----- DOCUMENT PASSAGE -----

Treasury Secretary Scott Bessent on Friday delivered the Trump administration’s most expansive defense yet of its trade and industrial agenda, telling an audience at the Ronald Reagan Presidential Library that decades of bipartisan economic policy had hollowed out American manufacturing and left the country dependent on rivals, He also cast President Donald Trump’s tariffs, critical minerals actions, and supply chain rebuilds as a course correction grounded in national security.
At the Reagan National Economic Forum in Simi Valley, California, Bessent framed the speech, titled “While America Slept,” as a 250th anniversary reckoning rather than a routine policy defense.
“For too long, America had been asleep,” he said. “We mistook comfort for strength. We treated efficiency as a substitute for resilience, and consumption as a measure of prosperity.”
Beneath the policy failures, Bessent argued, lay a philosophical one.
“We measured abundance at the checkout counter rather than the factory gate,” he said.
“We talked about GDP [gross domestic product], but not enough about its composition.”
He cast manufacturing not as a line on a balance sheet but as “a reservoir of practical capability: engineers and welders, tool-and-die makers and logistics networks, plant managers and workers who know how to solve problems on the factory floor.”
He singled out two postwar bets that he said had failed: treating trade policy as separate from national strategy, and extending strategic trust to China through World Trade Organization accession and permanent normal trade relations.
The result, he said, was American workers left “to compete against state-led subsidies, excess capacity, and practices that distort trade and undermine reciprocity.”
The pandemic, he added, did not cause the brittleness of U.S. supply chains so much as expose it, leaving the country dependent on foreign suppliers for semiconductors, large-capacity batteries, critical minerals, and medicine.
Warnings from workers, manufacturers, military planners, and public health officials went unheeded, he said, because “our political class preferred the comfort of old formulas.”

----- DATA FOR ANALYSIS -----

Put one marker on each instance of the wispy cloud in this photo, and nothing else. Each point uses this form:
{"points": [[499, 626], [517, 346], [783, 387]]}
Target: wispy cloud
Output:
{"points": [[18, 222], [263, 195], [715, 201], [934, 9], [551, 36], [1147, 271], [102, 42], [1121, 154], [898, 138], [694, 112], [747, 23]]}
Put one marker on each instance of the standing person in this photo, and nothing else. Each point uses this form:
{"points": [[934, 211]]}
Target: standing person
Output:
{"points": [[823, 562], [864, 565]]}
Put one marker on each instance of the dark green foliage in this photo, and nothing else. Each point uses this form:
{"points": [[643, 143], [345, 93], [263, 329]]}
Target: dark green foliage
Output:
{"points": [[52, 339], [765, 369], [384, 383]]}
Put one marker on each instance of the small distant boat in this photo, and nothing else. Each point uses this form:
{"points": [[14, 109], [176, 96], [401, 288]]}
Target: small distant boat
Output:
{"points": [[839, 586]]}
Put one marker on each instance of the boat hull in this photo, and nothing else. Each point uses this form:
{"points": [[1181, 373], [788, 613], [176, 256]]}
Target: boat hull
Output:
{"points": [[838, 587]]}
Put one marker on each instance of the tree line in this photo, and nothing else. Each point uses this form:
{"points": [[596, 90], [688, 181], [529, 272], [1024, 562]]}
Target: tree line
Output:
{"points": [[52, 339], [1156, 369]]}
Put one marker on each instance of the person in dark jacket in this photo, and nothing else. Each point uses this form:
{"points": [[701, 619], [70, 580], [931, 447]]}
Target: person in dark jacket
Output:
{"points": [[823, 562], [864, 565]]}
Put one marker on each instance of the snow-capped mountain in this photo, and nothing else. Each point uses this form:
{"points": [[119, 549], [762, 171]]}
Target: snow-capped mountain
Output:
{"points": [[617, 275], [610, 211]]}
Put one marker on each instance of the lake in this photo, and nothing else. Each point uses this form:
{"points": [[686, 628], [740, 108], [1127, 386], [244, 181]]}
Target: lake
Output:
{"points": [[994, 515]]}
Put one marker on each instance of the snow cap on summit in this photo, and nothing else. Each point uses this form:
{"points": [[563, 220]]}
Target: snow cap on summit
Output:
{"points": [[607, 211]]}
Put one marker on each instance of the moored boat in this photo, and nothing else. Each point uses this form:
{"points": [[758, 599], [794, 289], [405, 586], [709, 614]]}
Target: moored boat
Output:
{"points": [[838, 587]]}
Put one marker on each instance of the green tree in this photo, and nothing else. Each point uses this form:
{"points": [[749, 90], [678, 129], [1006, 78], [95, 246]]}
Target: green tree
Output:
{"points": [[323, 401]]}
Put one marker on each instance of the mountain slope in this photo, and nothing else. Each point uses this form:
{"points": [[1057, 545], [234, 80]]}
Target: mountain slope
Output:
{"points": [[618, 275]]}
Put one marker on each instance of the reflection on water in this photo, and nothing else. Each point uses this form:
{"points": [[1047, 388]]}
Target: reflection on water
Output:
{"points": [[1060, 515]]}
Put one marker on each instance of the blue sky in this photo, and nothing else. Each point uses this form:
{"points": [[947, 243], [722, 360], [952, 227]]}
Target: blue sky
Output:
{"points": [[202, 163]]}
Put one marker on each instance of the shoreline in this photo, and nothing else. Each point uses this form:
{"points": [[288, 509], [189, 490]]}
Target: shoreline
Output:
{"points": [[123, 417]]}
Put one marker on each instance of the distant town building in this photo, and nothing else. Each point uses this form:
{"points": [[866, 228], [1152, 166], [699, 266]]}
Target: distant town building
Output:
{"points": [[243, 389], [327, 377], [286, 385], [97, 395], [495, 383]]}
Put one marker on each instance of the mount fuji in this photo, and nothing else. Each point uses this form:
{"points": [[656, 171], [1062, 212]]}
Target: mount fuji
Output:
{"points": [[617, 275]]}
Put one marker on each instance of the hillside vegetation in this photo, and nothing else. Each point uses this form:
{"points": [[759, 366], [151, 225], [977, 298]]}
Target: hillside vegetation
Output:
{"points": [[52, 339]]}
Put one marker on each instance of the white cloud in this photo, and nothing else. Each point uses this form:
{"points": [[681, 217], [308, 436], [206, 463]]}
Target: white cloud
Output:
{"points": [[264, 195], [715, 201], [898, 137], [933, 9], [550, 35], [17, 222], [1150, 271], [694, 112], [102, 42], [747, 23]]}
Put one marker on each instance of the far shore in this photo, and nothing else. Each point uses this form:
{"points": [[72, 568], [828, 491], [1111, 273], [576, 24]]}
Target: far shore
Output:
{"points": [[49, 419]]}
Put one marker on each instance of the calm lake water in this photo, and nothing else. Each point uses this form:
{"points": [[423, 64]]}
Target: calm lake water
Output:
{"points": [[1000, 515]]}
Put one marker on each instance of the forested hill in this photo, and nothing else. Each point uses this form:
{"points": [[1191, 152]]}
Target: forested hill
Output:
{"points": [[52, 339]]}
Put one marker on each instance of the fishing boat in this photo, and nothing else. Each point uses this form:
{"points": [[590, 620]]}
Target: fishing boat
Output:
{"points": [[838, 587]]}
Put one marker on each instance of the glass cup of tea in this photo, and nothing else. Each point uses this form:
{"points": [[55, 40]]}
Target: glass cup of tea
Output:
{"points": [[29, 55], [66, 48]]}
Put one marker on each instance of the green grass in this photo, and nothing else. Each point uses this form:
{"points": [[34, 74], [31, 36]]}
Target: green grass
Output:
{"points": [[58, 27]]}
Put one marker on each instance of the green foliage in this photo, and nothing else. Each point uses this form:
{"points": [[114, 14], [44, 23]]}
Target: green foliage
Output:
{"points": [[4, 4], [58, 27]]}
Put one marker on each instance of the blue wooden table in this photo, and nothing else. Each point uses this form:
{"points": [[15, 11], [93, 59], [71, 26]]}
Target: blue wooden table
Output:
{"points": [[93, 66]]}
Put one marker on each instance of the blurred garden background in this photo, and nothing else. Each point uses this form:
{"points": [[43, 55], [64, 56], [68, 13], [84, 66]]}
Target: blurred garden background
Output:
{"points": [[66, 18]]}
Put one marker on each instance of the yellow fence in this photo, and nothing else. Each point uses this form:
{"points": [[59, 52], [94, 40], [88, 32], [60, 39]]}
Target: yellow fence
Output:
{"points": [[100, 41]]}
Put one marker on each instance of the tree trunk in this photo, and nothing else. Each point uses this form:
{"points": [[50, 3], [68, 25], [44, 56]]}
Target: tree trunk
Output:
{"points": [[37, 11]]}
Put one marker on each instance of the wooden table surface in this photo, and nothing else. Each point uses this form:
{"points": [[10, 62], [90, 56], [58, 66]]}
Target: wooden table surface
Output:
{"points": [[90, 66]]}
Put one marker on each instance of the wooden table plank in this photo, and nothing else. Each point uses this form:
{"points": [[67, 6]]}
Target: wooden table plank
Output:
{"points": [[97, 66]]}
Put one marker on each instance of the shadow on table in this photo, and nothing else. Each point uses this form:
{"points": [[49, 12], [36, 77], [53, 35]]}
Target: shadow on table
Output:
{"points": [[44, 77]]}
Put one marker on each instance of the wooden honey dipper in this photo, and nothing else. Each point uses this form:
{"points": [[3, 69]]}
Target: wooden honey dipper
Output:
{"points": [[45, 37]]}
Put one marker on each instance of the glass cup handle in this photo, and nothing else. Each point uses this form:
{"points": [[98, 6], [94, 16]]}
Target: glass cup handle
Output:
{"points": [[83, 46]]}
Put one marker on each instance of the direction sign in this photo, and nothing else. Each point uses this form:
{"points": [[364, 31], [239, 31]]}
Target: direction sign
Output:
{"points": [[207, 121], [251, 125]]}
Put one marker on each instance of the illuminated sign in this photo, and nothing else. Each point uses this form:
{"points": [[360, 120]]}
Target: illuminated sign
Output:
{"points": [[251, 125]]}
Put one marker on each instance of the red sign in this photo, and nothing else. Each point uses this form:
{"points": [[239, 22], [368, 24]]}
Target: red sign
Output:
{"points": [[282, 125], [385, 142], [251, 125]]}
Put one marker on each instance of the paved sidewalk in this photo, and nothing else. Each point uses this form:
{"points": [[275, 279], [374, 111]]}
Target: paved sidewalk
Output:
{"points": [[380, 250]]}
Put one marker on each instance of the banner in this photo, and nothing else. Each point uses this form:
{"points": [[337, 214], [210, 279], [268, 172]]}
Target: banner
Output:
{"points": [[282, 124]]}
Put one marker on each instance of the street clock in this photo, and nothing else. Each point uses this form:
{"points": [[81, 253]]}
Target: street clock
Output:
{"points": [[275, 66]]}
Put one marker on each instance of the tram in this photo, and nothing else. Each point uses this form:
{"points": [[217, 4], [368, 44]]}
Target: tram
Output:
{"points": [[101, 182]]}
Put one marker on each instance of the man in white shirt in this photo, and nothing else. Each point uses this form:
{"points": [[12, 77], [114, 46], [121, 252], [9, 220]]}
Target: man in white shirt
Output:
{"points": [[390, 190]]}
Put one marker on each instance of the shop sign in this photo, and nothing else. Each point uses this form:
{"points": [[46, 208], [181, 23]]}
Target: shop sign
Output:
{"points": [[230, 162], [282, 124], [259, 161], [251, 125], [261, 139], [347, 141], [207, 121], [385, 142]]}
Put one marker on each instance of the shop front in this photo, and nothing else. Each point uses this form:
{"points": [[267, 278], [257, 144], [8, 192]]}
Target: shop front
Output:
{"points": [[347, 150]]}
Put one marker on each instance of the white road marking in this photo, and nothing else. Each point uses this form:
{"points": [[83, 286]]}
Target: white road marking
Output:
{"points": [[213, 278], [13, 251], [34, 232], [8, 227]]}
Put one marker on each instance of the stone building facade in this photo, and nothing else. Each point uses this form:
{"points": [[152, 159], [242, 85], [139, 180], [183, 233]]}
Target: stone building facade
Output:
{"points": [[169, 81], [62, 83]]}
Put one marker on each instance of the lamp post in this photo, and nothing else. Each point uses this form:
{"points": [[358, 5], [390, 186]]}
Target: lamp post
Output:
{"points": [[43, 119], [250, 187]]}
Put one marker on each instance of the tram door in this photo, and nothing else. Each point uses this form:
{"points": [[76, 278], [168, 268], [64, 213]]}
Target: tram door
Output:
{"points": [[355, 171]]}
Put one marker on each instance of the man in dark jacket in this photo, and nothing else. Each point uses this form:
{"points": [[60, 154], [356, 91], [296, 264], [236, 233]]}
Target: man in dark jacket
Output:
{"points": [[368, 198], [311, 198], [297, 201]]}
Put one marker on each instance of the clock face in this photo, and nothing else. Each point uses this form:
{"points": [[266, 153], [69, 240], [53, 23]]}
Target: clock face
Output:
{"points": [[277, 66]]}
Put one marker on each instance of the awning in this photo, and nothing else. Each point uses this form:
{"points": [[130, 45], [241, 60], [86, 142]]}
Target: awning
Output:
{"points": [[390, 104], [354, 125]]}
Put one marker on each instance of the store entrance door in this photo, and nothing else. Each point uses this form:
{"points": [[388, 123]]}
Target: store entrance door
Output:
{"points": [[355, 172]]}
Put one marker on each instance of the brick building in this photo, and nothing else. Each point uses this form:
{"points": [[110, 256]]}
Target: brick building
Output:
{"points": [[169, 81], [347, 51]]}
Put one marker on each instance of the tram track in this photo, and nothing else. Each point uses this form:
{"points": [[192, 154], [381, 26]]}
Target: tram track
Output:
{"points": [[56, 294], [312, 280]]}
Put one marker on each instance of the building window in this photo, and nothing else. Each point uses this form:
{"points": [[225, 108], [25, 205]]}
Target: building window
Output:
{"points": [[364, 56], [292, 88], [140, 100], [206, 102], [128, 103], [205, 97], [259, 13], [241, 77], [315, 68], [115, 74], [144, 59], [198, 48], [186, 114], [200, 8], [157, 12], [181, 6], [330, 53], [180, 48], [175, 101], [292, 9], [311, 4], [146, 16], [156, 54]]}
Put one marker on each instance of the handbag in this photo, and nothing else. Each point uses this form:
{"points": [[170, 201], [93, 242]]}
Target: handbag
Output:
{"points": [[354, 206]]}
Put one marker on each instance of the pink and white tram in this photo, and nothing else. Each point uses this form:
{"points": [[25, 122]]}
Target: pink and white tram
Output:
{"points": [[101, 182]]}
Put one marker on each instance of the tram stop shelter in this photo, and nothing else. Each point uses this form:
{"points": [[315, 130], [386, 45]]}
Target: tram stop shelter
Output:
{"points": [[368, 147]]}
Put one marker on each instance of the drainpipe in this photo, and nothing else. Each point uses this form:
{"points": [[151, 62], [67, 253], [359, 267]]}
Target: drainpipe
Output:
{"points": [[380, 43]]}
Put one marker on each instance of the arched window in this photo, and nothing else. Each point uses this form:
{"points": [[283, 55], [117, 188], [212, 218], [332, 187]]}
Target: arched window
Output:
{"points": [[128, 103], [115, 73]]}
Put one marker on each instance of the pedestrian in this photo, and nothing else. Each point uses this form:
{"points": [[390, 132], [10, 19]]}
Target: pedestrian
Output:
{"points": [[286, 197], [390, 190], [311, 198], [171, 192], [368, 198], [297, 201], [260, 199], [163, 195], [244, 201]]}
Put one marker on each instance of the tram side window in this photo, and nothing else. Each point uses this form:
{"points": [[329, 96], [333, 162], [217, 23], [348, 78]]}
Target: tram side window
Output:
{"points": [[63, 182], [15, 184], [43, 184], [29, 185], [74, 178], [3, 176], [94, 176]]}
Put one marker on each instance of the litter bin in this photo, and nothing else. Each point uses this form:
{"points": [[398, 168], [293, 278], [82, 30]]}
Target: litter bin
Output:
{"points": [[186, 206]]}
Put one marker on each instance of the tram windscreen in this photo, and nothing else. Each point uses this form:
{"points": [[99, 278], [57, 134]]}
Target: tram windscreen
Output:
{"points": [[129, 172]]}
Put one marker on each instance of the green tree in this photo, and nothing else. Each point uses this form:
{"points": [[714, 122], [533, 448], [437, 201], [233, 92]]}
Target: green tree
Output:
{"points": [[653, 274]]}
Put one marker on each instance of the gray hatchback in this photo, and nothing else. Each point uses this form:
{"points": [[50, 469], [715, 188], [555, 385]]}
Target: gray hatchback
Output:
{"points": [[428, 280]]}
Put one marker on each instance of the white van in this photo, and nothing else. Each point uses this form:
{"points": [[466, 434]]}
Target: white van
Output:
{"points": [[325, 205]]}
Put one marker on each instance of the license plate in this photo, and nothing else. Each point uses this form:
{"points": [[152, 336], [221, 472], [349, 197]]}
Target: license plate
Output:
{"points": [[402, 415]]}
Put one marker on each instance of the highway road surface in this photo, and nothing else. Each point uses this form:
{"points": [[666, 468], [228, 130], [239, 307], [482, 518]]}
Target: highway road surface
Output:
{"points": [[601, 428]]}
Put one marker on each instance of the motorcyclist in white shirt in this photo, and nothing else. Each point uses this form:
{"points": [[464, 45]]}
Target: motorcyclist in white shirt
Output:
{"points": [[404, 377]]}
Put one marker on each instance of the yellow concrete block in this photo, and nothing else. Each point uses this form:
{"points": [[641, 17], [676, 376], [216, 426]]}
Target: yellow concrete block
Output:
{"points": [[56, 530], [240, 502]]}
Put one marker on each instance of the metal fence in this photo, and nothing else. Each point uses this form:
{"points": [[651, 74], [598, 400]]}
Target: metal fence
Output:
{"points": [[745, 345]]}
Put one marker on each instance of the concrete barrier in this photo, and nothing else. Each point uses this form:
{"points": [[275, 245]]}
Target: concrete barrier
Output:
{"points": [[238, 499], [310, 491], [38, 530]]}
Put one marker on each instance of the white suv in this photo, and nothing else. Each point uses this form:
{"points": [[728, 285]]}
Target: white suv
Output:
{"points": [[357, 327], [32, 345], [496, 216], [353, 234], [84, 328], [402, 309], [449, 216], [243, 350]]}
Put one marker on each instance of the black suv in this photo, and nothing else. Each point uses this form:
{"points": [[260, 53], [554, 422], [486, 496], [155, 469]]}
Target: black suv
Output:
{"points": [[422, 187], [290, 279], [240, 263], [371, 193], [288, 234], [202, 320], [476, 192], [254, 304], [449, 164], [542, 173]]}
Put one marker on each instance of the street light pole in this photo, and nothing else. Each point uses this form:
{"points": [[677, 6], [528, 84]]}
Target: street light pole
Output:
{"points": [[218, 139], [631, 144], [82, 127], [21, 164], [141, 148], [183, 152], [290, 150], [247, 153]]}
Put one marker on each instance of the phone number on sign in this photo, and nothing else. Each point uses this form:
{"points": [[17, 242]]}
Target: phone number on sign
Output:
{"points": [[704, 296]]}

-----

**EXERCISE INSTRUCTIONS:**
1 – The article on Bessent's speech names several goods for which, according to Bessent, the pandemic left the country dependent on foreign suppliers. List every one of them.
2 – In two sentences, summarize the article on Bessent's speech.
3 – Continue the article on Bessent's speech from its last sentence.

**RESPONSES FOR EACH TASK:**
1 – Semiconductors, large-capacity batteries, critical minerals, medicine

2 – At the Reagan National Economic Forum, Treasury Secretary Scott Bessent defended the Trump administration's trade and industrial agenda, arguing that decades of bipartisan policy had hollowed out American manufacturing and left the country dependent on rivals. He said postwar bets on separating trade from national strategy and extending strategic trust to China had failed, and that the pandemic exposed brittle supply chains whose risks the political class had ignored.

3 –
Bessent then walked through the administration’s response: the America First trade policy memorandum signed on Trump’s first day back in office; April’s reciprocal tariff actions tied to a declared national emergency; Section 232 measures on processed critical minerals; an executive order on maritime dominance, paired with a new Office of Maritime and Industrial Capacity at the National Security Council; and a directive to fill the Strategic Active Pharmaceutical Ingredients Reserve.
He conceded that “reasonable people can debate the calibration of any particular instrument,” but argued the underlying logic was settled.
He drew a line against reading the doctrine as protectionism.
“It does not mean retreating from the world,” he said. “On the contrary, it means engaging with it on stronger, fairer, and more sustainable terms.”
The concer, he said, was not interdependence but “dangerous overdependence” on strategic adversaries, distinguished from “healthy interdependence” with trusted partners.
The remarks came roughly two weeks after Trump’s Beijing summit with Chinese President Xi Jinping, which produced managed-trade and farm-purchase agreements but left the broader U.S.-China contest unresolved.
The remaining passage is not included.